# Identify this bird and help me find it's owner?



## Umbongo (11 June 2015)

Hello!

This bird was brought in to me tonight but we don't have much idea about what species it is or how to find out who it belongs too. We think it is possibly some type of parakeet? Possibly a ring neck? It sounds like a parakeet anyway!












Has a purple band on its right leg which says: NB15    K901     8

Has eaten some bird seed, was ravenous and is now asleep on a perch.

Thanks for any help.


----------



## suffolkmare (11 June 2015)

No idea really, but looks about lovebird size? I googled "uk parakeet club" and this link might be useful?
http://www.theparrotclub.co.uk/forum/25-lost-birds/
Hope little chap is ok and can be returned to a caring owner, please let us know!


----------



## suffolkmare (11 June 2015)

Just to add, make sure it has access to fresh water and maybe even dropper some water  (clean eye dropper or small syringe) into it's beak as real chance of dehydration if it's been lost for a while. Good luck!


----------



## flurrydor (11 June 2015)

No idea about breed, but I think the 15 means it was hatched this year....so it's only a babe.


----------



## flurrydor (11 June 2015)

Could it be an Indian Ring Necked Parakeet?


----------



## Umbongo (12 June 2015)

Thanks everyone for your help. Yes he is a white indian ring necked parakeet and we have found his owner!
Put a post on facebook which was shared around. He was found 40 doors down from his owner, is only 2 months old and unable to fly yet.
He was very lucky as he was missing for 24 hours, and there are a lot of urban foxes and cats around here!


----------

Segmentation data
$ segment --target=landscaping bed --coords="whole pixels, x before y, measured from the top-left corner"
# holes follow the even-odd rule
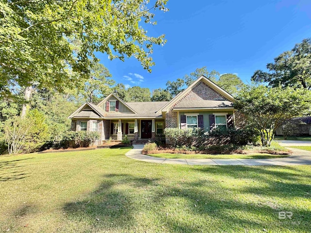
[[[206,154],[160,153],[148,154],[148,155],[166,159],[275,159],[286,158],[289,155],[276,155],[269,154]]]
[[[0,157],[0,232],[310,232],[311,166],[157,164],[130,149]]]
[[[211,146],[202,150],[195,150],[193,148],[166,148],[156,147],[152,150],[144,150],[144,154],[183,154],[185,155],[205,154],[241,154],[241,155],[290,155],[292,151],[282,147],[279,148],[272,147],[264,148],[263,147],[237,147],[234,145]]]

...

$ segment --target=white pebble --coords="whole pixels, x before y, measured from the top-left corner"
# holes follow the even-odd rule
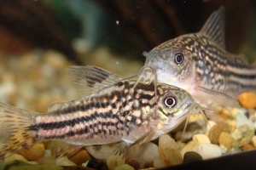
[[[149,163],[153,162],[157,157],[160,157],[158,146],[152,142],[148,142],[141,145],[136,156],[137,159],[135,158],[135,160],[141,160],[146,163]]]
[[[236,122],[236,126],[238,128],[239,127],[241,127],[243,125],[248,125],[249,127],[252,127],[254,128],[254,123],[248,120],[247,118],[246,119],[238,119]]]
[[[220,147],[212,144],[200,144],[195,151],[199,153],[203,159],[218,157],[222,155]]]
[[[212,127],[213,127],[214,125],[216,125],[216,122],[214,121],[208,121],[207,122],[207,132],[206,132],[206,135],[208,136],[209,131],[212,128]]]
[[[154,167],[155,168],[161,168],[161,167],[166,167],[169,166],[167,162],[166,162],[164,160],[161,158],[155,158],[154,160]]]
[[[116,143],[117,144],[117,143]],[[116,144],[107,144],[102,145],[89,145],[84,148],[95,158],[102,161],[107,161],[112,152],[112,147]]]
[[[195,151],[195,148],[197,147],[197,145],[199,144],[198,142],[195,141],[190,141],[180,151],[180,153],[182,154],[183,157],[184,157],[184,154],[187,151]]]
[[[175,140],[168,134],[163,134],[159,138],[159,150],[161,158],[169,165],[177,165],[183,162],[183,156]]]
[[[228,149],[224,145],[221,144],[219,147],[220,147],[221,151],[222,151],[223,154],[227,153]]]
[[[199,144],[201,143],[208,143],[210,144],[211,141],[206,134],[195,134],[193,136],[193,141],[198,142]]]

* THE TASKS:
(a) Transcribe the passage of the lost bird thread from "Could it be" to "found his owner!".
(b) Answer these questions from the lost bird thread.
(i) What color is the band on the bird's right leg?
(ii) According to one reply, what does the 15 on the band indicate?
(iii) How long had the bird been missing?
(c) Summarize the lost bird thread in two sentences.
The records have no role in this work.

* THE RESPONSES:
(a)
Could it be an Indian Ring Necked Parakeet?


----------



## Umbongo (12 June 2015)

Thanks everyone for your help. Yes he is a white indian ring necked parakeet and we have found his owner!

(b)
(i) Purple.
(ii) That the bird was hatched this year.
(iii) 24 hours.

(c) A bird with a purple leg band was brought in to the poster, who sought help identifying its species and finding its owner. Replies suggested a parrot club forum, offering water against dehydration, and the possibility that it was an Indian ring-necked parakeet, and the poster later confirmed it was a white Indian ring-necked parakeet whose owner had been found through a shared Facebook post.